What is expected: Read the records beneath this task and copy every line that contains the string "grey".

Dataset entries

- Opening Delimiter -

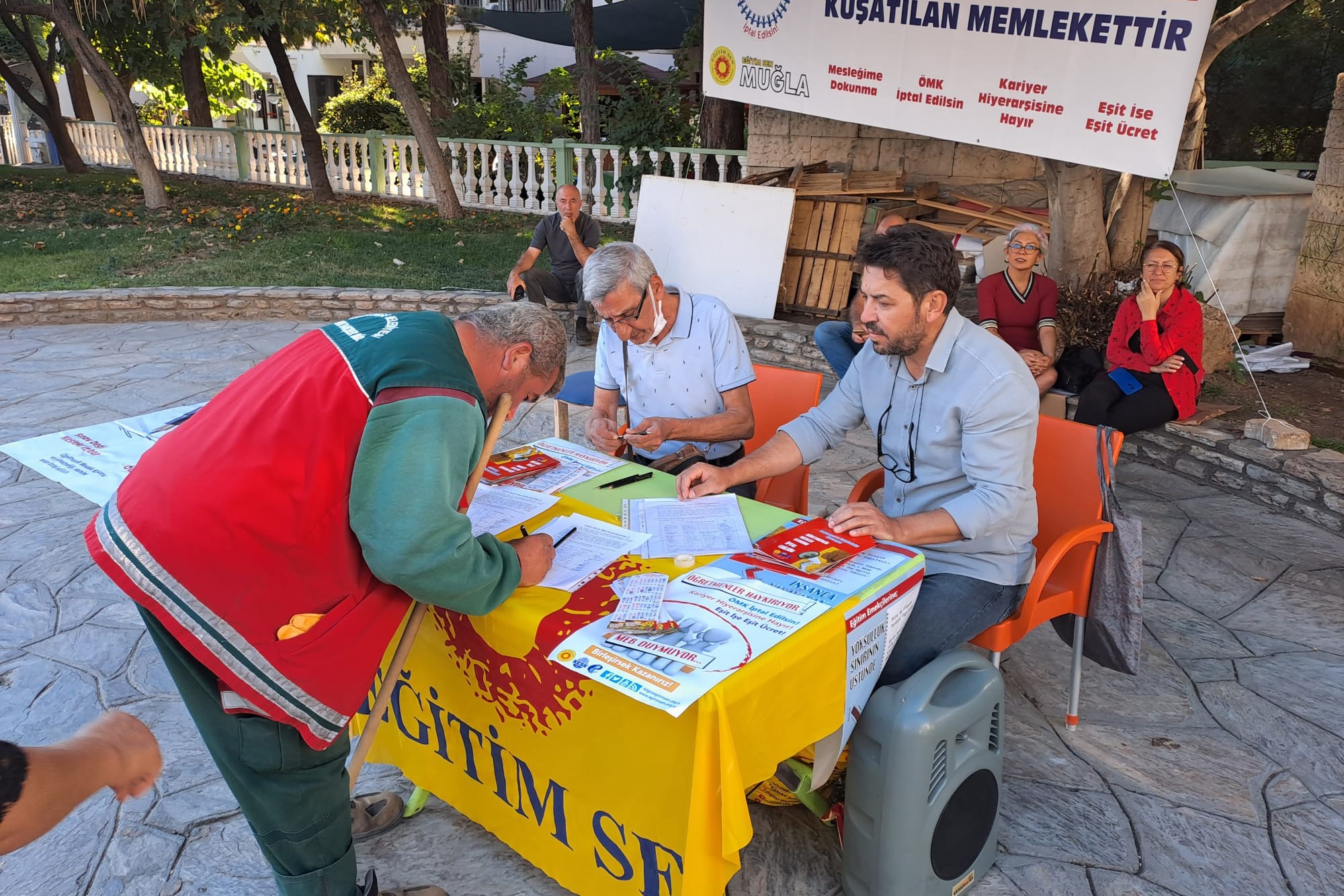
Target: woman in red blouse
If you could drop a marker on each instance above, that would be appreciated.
(1019, 306)
(1155, 353)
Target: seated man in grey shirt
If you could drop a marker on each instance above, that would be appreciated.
(955, 412)
(571, 237)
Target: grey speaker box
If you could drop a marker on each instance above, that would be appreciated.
(921, 813)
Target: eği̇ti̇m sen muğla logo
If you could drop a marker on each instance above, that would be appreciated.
(761, 18)
(724, 65)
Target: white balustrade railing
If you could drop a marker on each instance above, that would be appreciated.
(9, 144)
(497, 175)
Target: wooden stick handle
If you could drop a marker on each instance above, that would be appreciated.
(493, 433)
(404, 647)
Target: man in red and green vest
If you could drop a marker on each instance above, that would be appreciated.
(326, 483)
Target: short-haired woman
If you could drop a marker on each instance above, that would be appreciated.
(1019, 306)
(1155, 351)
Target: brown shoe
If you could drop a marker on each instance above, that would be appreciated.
(370, 889)
(581, 334)
(372, 815)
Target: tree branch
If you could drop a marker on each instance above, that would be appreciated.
(1237, 25)
(18, 9)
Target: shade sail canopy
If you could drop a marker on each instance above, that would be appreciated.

- Closing Delimiter -

Response box:
Target: seated man in grey shirt
Target: grey speaker box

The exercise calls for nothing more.